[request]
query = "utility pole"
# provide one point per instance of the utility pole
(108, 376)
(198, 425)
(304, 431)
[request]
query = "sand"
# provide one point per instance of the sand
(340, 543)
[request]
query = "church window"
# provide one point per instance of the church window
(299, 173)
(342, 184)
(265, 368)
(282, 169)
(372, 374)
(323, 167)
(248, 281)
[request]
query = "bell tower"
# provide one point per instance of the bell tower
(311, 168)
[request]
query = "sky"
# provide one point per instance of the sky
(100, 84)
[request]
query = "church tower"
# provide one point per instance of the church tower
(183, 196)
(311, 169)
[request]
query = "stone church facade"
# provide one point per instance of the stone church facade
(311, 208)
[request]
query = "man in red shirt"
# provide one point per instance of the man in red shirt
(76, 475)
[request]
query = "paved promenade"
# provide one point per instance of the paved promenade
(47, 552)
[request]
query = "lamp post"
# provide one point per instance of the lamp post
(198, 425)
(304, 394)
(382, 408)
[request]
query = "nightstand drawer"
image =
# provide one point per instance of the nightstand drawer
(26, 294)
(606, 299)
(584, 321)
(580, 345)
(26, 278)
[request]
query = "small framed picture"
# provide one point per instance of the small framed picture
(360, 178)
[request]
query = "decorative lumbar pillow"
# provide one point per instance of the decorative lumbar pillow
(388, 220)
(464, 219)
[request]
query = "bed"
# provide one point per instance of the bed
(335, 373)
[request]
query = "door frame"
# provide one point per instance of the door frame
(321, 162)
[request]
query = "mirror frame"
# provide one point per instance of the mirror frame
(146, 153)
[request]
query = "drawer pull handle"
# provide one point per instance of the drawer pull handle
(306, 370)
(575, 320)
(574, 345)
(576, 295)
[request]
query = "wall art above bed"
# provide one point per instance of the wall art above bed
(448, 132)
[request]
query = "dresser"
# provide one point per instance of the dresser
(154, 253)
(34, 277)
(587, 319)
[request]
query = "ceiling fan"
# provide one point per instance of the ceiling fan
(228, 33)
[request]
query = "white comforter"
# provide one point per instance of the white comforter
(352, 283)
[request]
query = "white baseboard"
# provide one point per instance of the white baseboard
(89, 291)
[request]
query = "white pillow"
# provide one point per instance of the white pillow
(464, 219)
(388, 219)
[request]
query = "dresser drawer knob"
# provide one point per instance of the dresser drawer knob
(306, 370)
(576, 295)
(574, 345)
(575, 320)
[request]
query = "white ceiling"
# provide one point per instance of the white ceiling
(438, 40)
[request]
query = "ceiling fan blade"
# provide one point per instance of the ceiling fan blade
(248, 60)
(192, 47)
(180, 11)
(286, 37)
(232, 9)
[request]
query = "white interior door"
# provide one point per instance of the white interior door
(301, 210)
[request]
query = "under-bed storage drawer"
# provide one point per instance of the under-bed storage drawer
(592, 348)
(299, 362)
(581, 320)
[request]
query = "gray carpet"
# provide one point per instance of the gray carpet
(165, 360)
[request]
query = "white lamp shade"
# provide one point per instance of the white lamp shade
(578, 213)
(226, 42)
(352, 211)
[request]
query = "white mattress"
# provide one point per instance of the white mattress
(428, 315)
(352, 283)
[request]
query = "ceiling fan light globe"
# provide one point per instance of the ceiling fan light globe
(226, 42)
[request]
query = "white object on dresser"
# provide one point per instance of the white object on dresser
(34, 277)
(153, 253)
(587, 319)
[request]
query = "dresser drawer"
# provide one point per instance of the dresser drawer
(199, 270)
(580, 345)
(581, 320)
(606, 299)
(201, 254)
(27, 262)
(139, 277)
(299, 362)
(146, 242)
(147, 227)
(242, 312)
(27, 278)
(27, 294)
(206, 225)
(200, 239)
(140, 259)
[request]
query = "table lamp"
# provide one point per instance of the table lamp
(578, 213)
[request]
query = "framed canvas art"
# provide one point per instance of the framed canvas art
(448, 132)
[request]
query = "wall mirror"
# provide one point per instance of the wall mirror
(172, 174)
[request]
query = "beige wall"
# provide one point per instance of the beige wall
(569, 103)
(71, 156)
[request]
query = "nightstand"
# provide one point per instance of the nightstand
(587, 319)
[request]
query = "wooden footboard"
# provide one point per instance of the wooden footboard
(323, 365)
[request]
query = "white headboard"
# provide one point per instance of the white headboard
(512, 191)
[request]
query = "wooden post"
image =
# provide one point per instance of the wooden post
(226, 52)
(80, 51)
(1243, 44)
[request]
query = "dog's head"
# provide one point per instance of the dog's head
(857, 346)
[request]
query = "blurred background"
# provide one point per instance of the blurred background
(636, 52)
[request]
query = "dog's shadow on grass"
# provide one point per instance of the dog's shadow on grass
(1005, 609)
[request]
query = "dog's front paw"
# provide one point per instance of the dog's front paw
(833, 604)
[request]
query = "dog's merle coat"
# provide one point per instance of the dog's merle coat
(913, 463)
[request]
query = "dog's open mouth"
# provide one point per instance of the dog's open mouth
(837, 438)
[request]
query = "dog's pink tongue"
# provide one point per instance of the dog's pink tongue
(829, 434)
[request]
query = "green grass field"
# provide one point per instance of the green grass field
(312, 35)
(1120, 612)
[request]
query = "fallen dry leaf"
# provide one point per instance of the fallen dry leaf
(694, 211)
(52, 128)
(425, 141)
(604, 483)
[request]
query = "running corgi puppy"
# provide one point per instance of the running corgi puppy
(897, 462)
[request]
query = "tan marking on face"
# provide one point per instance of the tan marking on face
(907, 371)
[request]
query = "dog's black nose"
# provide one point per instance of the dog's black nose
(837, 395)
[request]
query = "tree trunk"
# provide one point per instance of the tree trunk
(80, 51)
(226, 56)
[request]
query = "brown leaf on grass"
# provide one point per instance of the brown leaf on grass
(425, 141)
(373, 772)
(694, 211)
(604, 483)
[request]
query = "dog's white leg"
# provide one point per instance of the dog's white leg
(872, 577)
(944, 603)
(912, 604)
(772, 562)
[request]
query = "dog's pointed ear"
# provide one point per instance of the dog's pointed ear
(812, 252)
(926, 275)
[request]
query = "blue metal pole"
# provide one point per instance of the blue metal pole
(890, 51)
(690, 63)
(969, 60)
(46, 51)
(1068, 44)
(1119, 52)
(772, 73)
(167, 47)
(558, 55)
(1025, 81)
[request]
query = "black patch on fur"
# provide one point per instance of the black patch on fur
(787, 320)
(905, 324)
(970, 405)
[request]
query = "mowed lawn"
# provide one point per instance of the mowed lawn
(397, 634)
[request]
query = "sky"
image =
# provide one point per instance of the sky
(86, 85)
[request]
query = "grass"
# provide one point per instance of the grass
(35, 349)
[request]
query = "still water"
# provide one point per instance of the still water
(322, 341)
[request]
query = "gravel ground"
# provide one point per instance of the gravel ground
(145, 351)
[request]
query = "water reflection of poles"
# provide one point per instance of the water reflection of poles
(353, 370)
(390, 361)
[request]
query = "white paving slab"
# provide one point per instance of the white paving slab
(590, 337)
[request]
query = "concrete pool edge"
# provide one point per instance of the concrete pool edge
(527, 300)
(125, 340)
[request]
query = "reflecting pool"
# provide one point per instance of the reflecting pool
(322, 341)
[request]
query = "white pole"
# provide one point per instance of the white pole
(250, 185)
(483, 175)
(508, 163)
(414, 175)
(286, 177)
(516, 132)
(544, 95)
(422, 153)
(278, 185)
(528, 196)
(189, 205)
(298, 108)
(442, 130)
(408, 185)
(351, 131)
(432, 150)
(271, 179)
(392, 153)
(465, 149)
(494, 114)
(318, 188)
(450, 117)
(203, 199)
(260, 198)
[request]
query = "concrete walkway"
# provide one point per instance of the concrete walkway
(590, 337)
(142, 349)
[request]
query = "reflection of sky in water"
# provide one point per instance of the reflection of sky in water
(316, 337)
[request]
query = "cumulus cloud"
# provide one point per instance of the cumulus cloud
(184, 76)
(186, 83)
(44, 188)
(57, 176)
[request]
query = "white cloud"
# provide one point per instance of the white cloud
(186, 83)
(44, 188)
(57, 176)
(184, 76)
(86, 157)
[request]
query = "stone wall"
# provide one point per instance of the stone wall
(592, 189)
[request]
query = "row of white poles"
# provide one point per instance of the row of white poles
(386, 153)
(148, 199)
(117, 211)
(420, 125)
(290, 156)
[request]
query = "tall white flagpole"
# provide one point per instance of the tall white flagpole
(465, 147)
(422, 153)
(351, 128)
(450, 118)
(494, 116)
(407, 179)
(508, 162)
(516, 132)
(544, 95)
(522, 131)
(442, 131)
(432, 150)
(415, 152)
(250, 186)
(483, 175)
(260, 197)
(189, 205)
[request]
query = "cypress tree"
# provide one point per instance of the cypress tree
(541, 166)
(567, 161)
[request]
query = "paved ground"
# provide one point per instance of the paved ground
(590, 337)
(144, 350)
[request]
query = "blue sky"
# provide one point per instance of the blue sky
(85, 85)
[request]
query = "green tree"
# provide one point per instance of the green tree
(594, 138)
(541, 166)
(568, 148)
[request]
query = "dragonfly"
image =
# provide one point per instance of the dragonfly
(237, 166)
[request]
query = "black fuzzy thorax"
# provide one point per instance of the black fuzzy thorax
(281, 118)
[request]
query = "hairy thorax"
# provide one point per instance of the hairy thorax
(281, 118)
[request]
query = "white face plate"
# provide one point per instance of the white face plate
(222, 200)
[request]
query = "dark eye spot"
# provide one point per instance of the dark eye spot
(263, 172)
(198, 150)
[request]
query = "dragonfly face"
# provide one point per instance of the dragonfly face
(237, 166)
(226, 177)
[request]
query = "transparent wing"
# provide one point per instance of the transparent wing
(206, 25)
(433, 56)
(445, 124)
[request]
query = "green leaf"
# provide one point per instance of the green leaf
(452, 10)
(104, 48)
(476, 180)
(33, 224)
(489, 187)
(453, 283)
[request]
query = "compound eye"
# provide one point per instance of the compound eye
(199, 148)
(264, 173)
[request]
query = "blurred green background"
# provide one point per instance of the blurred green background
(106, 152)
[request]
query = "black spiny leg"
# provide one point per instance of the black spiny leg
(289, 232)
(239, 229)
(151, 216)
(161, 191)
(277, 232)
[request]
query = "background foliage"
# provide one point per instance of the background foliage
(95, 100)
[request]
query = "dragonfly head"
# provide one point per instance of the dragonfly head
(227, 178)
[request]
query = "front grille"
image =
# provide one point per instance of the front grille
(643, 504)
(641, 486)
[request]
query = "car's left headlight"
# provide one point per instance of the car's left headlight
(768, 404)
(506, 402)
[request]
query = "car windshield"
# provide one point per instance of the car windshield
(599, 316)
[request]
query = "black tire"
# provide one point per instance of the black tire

· · · ·

Return every line of the records above that contains the string "footboard", treating case as significant.

**RESPONSE TO THE TASK:**
query = "wooden footboard"
# provide one point per instance of the wooden footboard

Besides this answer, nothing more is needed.